Addressing concerns about how immigrants might be treated by law enforcement in the county, Sheriff Dave Stanko noted that he’d cosigned the Jefferson County commissioners’ Feb. 6 Human Rights Proclamation, before he spelled out the policies of the Sheriff’s Office on immigration violations.

“I think 412.4 is the section that’s pertinent here,” Stanko said, as he read aloud from the three paragraphs under the heading “Considerations Prior to Reporting to ICE.”

The Jefferson County Sheriff’s Office Policy Manual specifies that “the decision to arrest shall be based upon those factors which establish probable cause and not on arbitrary aspects.” While immigration status is not identified as one of those “arbitrary aspects,” the manual does go on to state that members of the Sheriff’s Office “should not attempt to determine the immigration status of crime victims and witnesses” or “take enforcement action against them.”

While the policy states that it is not intended to restrict sheriff’s deputies exchanging other law enforcement information with federal, state or local government agencies, it stipulates that deputies “need not report” crime victims or witnesses who are “undocumented immigrant(s)” to Immigration & Customs Enforcement (ICE) unless those people are violating criminal laws.

Stanko explained that this policy came from consultation with Lexipol, a private company that provides legal guidance to law enforcement agencies across the country, to ensure their policies are relatively consistent across agencies and within the boundaries of the law.

“Basically, they make sure that sheriffs and police chiefs like me stay out of our own jails,” said Stanko, who promised the policy guidelines would be posted online after receiving accreditation by the Washington Association of Sheriffs and Police Chiefs.

- _RECORD LIST_:
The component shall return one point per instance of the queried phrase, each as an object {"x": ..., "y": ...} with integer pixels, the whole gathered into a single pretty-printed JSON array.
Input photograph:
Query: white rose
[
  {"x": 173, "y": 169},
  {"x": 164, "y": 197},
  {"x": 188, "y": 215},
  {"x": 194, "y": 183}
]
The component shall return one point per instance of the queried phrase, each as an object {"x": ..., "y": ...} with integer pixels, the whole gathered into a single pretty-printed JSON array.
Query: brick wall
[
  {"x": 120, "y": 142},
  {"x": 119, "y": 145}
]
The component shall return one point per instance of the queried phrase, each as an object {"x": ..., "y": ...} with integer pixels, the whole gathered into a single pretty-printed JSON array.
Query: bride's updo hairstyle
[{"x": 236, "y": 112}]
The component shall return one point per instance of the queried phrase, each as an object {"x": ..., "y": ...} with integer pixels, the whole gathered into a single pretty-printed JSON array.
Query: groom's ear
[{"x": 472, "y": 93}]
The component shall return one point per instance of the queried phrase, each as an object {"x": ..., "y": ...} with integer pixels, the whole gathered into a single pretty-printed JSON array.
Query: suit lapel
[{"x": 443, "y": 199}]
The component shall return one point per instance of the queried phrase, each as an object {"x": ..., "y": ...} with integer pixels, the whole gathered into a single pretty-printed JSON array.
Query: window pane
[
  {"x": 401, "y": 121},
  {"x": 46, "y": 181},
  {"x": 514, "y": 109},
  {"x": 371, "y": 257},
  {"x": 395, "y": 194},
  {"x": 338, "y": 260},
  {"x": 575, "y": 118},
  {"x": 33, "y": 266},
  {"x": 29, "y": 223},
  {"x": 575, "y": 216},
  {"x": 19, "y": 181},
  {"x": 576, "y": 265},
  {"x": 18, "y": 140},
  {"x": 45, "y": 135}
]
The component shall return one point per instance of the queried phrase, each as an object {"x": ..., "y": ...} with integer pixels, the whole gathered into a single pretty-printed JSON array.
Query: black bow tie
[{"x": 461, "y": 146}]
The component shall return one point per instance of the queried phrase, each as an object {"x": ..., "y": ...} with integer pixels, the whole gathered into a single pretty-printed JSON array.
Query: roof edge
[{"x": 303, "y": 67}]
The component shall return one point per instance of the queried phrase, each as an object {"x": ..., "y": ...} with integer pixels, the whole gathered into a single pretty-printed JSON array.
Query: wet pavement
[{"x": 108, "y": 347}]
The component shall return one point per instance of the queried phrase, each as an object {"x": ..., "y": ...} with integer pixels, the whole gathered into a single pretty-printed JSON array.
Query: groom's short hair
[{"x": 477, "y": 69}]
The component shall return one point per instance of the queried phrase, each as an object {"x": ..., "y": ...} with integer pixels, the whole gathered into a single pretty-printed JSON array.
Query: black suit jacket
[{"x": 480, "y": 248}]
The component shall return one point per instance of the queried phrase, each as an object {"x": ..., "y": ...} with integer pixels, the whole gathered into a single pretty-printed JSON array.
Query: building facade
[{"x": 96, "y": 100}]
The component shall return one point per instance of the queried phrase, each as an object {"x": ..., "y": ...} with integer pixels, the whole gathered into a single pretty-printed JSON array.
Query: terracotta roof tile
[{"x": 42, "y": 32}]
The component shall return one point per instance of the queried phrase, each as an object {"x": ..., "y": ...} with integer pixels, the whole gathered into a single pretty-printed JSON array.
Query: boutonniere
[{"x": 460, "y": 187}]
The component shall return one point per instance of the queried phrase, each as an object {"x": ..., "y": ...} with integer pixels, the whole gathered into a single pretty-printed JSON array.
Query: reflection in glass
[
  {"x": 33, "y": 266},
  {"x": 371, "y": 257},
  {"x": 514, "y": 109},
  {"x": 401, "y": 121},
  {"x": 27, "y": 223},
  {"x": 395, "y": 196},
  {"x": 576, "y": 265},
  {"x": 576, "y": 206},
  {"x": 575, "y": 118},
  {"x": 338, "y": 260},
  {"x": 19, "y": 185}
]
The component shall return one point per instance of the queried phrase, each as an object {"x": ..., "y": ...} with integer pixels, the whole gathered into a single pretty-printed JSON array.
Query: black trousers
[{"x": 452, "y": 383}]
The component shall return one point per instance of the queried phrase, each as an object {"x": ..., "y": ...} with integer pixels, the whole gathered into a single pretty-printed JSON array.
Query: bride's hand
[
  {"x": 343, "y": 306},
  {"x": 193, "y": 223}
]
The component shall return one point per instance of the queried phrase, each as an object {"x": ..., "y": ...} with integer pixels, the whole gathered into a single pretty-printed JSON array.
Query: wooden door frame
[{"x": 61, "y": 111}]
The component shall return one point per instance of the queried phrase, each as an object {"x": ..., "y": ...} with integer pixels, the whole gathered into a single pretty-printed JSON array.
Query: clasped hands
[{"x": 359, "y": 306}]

...

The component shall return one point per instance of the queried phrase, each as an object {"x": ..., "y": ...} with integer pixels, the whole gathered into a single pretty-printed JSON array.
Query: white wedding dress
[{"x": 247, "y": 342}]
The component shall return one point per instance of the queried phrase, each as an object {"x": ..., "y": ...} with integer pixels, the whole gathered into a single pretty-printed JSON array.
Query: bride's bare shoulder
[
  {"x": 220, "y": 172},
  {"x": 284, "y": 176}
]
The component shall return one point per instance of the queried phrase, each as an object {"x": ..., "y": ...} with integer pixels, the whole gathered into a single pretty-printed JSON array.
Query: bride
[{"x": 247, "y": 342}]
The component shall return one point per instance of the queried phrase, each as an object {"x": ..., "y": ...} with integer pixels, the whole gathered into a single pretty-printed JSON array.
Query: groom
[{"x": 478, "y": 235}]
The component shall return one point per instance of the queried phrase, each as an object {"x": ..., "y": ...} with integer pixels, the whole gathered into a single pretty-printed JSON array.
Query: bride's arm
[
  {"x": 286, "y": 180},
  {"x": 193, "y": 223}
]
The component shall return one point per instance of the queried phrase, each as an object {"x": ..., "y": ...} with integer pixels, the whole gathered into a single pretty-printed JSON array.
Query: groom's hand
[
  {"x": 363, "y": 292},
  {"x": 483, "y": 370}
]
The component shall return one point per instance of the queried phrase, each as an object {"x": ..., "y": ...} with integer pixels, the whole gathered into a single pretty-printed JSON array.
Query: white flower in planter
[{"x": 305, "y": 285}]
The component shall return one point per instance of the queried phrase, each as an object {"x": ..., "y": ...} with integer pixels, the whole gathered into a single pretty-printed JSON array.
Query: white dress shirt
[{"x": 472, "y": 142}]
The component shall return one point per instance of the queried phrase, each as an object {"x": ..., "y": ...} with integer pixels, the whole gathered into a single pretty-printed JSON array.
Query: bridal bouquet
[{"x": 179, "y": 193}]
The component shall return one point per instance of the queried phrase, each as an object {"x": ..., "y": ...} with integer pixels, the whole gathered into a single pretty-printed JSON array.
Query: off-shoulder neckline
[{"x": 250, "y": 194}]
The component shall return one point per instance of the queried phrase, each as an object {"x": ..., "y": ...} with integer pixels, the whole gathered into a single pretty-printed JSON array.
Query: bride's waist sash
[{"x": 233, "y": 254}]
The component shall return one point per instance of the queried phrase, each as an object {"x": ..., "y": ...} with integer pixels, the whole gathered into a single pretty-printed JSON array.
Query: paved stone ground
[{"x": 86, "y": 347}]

* * *

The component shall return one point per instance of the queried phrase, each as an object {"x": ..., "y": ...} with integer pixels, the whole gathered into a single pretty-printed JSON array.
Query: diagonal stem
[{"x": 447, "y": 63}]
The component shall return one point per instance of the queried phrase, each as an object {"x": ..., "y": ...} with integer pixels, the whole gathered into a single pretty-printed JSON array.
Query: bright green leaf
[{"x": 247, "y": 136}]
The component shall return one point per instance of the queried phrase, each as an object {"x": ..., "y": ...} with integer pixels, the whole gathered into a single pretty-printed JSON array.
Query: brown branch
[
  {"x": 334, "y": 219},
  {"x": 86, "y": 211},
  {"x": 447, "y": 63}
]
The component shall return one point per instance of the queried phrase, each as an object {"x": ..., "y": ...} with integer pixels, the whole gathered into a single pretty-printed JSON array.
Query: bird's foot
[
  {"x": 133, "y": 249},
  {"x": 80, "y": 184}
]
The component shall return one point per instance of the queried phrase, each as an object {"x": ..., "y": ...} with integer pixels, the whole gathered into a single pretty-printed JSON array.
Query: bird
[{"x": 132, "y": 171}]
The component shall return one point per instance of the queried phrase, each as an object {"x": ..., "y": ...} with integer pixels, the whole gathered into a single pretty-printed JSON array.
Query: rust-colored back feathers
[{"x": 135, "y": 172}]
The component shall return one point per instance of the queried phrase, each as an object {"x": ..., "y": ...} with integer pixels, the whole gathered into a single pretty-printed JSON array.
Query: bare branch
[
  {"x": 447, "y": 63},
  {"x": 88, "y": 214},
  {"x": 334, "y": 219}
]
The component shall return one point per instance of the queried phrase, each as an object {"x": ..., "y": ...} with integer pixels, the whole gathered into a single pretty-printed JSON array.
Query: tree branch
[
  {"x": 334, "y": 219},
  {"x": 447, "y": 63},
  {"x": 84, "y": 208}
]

- _TASKS_:
1) List every organization that the sheriff article names with a capitalized proper name.
2) Rewrite the sheriff article from "Stanko explained that" up to and including "of the law.", changing "private company" to "private firm".
The material stands apart from the sheriff article and is not covered by what comes next.

- _EXERCISE RESPONSES_:
1)
- Jefferson County Sheriff's Office
- Immigration & Customs Enforcement (ICE)
- Lexipol
- Washington Association of Sheriffs and Police Chiefs

2)
Stanko explained that this policy came from consultation with Lexipol, a private firm that provides legal guidance to law enforcement agencies across the country, to ensure their policies are relatively consistent across agencies and within the boundaries of the law.